What the task requires — Report all lines from the entries below in which "water" appears.

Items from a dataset
################
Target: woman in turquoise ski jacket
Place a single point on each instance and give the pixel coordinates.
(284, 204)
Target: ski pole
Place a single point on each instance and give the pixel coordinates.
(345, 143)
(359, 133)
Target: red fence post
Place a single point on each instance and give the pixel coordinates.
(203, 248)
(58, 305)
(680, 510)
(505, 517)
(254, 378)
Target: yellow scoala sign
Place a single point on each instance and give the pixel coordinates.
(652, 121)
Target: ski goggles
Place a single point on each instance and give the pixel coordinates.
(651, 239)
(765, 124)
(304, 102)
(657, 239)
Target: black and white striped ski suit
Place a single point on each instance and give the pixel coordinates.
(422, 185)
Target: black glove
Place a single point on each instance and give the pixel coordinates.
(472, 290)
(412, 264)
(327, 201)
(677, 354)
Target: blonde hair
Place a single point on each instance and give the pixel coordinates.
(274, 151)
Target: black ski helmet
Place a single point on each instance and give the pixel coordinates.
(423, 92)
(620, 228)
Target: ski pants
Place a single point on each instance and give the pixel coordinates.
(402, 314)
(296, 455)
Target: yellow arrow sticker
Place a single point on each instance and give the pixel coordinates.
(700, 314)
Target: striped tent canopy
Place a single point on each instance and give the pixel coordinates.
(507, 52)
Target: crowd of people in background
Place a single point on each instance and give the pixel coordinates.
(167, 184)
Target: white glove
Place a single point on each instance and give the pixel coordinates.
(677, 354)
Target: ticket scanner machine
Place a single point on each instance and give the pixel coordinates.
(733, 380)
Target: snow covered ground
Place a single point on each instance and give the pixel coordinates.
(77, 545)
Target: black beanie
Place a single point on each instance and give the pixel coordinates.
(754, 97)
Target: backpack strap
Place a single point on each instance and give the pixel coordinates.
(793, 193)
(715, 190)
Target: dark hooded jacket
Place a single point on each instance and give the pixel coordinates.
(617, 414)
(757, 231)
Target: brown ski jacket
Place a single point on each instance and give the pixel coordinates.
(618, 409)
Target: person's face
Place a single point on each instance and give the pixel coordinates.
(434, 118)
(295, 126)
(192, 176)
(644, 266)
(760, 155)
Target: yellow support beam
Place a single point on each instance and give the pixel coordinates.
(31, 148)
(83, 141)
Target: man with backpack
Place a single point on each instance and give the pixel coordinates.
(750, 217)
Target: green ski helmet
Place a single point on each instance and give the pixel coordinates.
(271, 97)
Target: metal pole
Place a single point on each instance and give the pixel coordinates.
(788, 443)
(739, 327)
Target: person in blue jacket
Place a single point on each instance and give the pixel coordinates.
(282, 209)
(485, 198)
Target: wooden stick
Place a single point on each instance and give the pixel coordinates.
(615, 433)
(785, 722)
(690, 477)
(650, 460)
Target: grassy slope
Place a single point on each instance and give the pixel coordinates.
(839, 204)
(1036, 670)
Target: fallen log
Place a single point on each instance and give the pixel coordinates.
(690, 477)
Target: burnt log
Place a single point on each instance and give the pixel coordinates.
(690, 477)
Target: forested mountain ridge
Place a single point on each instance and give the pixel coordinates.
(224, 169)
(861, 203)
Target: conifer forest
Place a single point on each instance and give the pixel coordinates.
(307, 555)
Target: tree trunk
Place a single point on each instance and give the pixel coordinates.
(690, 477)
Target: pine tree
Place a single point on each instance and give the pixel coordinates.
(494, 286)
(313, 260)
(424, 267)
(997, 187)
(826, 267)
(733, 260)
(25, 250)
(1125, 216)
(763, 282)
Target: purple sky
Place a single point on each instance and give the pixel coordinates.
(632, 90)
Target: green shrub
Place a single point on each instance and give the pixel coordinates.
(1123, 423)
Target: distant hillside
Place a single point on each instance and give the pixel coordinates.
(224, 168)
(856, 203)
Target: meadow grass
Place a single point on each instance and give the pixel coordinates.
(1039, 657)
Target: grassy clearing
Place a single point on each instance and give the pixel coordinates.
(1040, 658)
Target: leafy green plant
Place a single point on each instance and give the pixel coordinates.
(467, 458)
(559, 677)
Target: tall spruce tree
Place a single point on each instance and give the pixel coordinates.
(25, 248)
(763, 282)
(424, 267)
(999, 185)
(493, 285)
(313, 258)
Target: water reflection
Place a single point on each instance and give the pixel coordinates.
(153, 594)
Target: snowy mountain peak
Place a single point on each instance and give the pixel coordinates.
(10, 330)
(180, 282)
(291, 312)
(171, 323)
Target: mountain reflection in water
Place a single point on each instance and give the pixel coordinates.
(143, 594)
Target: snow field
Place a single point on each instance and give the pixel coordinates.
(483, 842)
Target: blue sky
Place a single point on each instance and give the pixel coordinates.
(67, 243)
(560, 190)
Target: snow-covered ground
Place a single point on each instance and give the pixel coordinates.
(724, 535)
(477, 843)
################
Task answer —
Target: water reflection
Target: mountain reflection in water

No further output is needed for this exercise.